→ TASK INSTRUCTIONS
• a. According to the article about the IUIH scoping study, how many primary health clinics will the study examine?
• b. Carry on the article about the IUIH scoping study, picking up after its final sentence.

To help organisations do more with their existing resources, ISSR regularly partners with NGOs, not-for-profits, and government departments to help them better undertand and analyse their administrative data and identify new approaches for using the data to monitor, evaluate, and improve service delivery.
Recently, the ISSR Research Methods and Social Statistics team, led by Professor Michele Haynes, partnered with the UQ Poche Centre for Indigenous Health and the Institute for Urban Indigenous Health (IUIH) to deliver a scoping study of IUIH's data potential. This study will investigate the Institute’s current data stores and determine how these existing resources can be utilised to better evaluate health service delivery for South East Queensland’s Indigenous populations.
Responsible for the planning, development and delivery of primary health care services to more than 65,000 Indigenous Australians, the country’s second largest Indigenous population, IUIH is keen to ensure the services they offer continue to promote health and wellbeing for their patients and community members.
The investigation, titled Indigenous Community Health: A scoping study, will examine the potential of IUIH data resources across 18 multidisciplinary primary health clinics throughout their regional network.
The study, to be led by ISSR Deputy Director (Research), Professor Michele Haynes, and ISSR Research Fellows, Danilo Bolano and Andrew Smith, is designed to help IUIH better understand the data they have captured, and discover how it can be used as an evidence base to evaluate service effectiveness. The study aims to determine if the existing data is sufficient to undertake effective evaluation, or if the data can be further enhanced to enable a more rigorous evaluation of services provided.

→ EXTRACTED MATERIAL
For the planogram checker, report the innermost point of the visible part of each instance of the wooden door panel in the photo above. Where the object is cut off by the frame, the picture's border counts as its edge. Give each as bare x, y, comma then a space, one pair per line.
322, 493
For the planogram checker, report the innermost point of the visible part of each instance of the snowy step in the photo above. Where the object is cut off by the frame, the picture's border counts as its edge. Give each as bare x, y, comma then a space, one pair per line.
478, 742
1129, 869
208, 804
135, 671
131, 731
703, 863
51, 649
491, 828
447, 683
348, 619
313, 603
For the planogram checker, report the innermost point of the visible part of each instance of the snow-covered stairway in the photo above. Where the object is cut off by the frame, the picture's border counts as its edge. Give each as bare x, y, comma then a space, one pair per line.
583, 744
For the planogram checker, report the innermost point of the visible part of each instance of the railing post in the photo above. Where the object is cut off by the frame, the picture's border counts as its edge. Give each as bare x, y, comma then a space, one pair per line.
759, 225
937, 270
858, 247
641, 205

→ ANSWERS TO THE PROBLEMS
• a. The study will examine 18 multidisciplinary primary health clinics across IUIH's regional network.

• b.
The study is the first of a multi-stage research plan, with study results to be used to map out future research and establish the tools and knowledge IUIH needs to better record, understand, analyse and monitor their data, driving service improvements, and boosting patient outcomes.
Statistical methodologist, Professor Haynes, brings a wealth of experience and expertise to the project. Having publishing extensively in the areas of statistics, sociology and health, she is considered a social statistics authority, and will bolster the study with her comprehensive skills in the analysis of complex longitudinal data.
The study has been funded by the Poche Centre for Indigenous Health, an organisation committed to achieving health equality for Aboriginal and Torres Strait Islander peoples.